PROVIDED MATERIAL:
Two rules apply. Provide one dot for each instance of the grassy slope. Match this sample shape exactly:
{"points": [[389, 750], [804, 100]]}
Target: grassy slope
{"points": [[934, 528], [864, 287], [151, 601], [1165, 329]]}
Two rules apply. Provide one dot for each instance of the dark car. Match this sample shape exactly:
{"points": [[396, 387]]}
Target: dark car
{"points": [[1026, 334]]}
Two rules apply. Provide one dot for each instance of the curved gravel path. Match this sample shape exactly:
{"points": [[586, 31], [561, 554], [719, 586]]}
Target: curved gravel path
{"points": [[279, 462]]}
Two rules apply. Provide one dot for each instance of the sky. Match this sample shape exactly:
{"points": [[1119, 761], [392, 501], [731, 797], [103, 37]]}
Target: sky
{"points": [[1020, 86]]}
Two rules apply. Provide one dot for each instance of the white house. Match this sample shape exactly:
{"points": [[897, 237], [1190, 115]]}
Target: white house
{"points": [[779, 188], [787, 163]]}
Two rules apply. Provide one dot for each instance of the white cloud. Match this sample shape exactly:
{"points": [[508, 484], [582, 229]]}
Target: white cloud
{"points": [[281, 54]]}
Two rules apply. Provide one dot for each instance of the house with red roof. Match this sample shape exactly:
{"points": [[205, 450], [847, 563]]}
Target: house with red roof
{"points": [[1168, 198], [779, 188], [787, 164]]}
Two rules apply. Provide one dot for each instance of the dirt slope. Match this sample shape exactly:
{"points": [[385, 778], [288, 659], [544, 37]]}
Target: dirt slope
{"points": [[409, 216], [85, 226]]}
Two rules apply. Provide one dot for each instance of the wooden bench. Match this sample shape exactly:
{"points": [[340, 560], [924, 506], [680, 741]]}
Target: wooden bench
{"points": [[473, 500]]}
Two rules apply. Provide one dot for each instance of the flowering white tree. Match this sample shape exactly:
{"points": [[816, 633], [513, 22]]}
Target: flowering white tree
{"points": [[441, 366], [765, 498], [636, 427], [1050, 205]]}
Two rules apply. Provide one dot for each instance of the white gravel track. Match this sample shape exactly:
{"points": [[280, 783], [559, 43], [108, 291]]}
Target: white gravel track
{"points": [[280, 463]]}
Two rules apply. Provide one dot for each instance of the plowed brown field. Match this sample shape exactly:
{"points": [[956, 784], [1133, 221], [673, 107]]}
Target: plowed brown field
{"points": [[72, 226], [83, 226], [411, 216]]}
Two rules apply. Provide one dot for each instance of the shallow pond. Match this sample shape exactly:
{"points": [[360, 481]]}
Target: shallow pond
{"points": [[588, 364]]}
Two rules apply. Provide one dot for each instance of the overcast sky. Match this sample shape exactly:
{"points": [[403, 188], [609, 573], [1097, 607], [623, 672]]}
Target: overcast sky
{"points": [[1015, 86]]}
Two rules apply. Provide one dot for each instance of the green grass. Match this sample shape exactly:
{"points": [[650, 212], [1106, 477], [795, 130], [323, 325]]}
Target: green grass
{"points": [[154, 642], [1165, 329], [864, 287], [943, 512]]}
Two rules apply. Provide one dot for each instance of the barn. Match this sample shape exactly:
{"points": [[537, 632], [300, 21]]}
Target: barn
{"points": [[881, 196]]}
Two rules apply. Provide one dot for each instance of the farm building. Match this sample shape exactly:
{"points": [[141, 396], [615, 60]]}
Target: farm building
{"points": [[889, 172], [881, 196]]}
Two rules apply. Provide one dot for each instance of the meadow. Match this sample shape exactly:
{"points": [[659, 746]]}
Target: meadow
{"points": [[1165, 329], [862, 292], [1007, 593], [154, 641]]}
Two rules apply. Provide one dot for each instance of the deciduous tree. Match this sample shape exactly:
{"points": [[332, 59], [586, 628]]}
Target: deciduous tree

TASK DETAILS: Rewrite every line of the records, from the line with "of the barn." up to and including the last line of the records, multiplying each point coordinate in the answers by 1.4 and rounding to whole numbers with halves rounded up. Copy all other lines unchanged, including the coordinates in the sample formats.

RESULT OF THIS TASK:
Two rules apply. Provide one dot for each instance of the barn. Match this sample shape exactly:
{"points": [[537, 632], [300, 21]]}
Target: barn
{"points": [[1233, 274]]}
Two rules apply. Provide one dot for each instance of the farm building. Match this sample shape exactly:
{"points": [[141, 396], [615, 60]]}
Target: farm building
{"points": [[1245, 241], [1233, 274]]}
Two rules apply. Provide one dot for each instance of the meadow. Match this sample shape exactly:
{"points": [[659, 746]]}
Target: meadow
{"points": [[1631, 461], [1207, 409], [1410, 830], [216, 897]]}
Two rules apply. Provide one dot for each instance of the deciduous tree. Match this sample shape exactly:
{"points": [[332, 59], [586, 628]]}
Target: deciduous tree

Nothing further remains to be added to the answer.